AHORA QUE YA HEMOS DEJADO CLARO el trasfondo, merece la pena revisar algunos hechos básicos: como cualquier compañía de accionariado público y con fines de lucro, Microsoft ha tomado prestado un montón de dinero de algunas personas (sus accionistas) para estar en el negocio del bit. Como ejecutivo de esa compañía, Bill Gates sólo tiene una responsabilidad, que es maximizar el rendimiento de las inversiones. Lo ha hecho increíblemente bien. Cualquier acción emprendida en el mundo por Microsoft --cualquier software que publiquen, por ejemplo-- es básicamente un epifenómeno que no puede comprenderse ni entenderse salvo en la medida en que reflejan el desempeño por parte de Bill Gates de su única responsabilidad.

• _QUÉ HACER_: Continúa, por favor, el texto sobre Microsoft y la responsabilidad de Bill Gates a partir de su última oración. El material procede de una fuente distinta a la del texto.

• _MATERIAL PROPORCIONADO_:
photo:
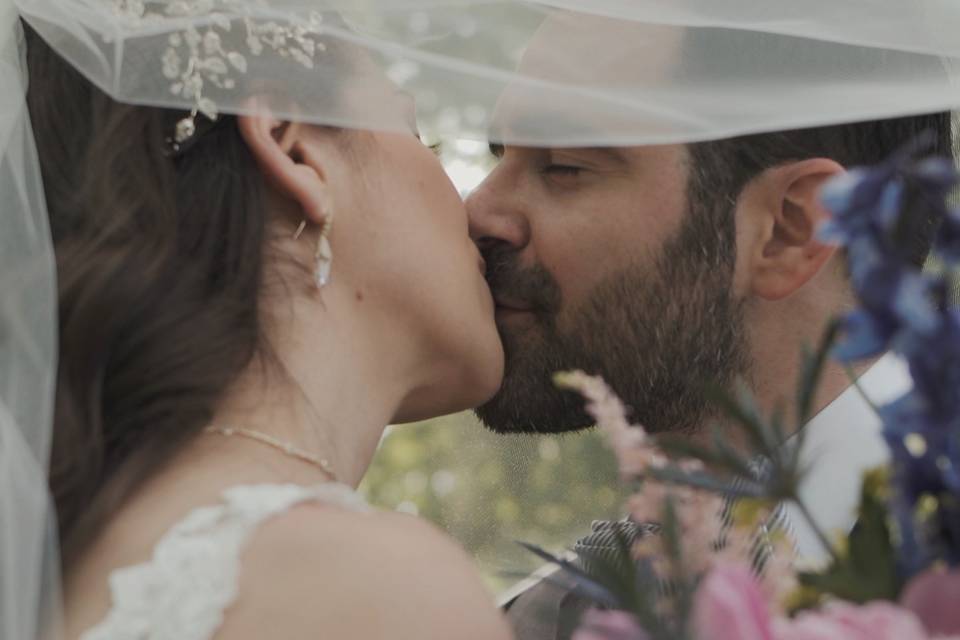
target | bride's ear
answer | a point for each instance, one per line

• _RESPUESTA_:
De ello se sigue que si Microsoft vende mercancías que son estéticamente desagradables, o que no funcionan demasiado bien, no significa que sean (respectivamente) filisteos o medio tontos. Se debe a que la excelente dirección de Microsoft ha llegado a la conclusión de que pueden ganar más dinero para sus accionistas publicando productos con imperfecciones obvias y conocidas del que ganarían haciéndolos hermosos o libres de errores. Esto es irritante, pero (al final) no tan irritante como contemplar cómo Apple se autodestruye inexplicable e implacablemente. No resulta difícil encontrar en la Red una hostilidad hacia Microsoft que mezcla dos elementos: resentidos que sienten que Microsoft es demasiado poderosa y desdeñosos que creen que es chapucera. Esto recuerda mucho al periodo culminante del comunismo y del socialismo, cuando se odiaba a la burguesía desde ambos lados: los proletarios, porque la burguesía tenía todo el dinero, y los intelectuales, por su tendencia a gastárselo en adornos de jardín. Microsoft es la encarnación misma de la moderna prosperidad de alta tecnología --en una palabra, es burguesa-- y atrae los mismos odios de todos.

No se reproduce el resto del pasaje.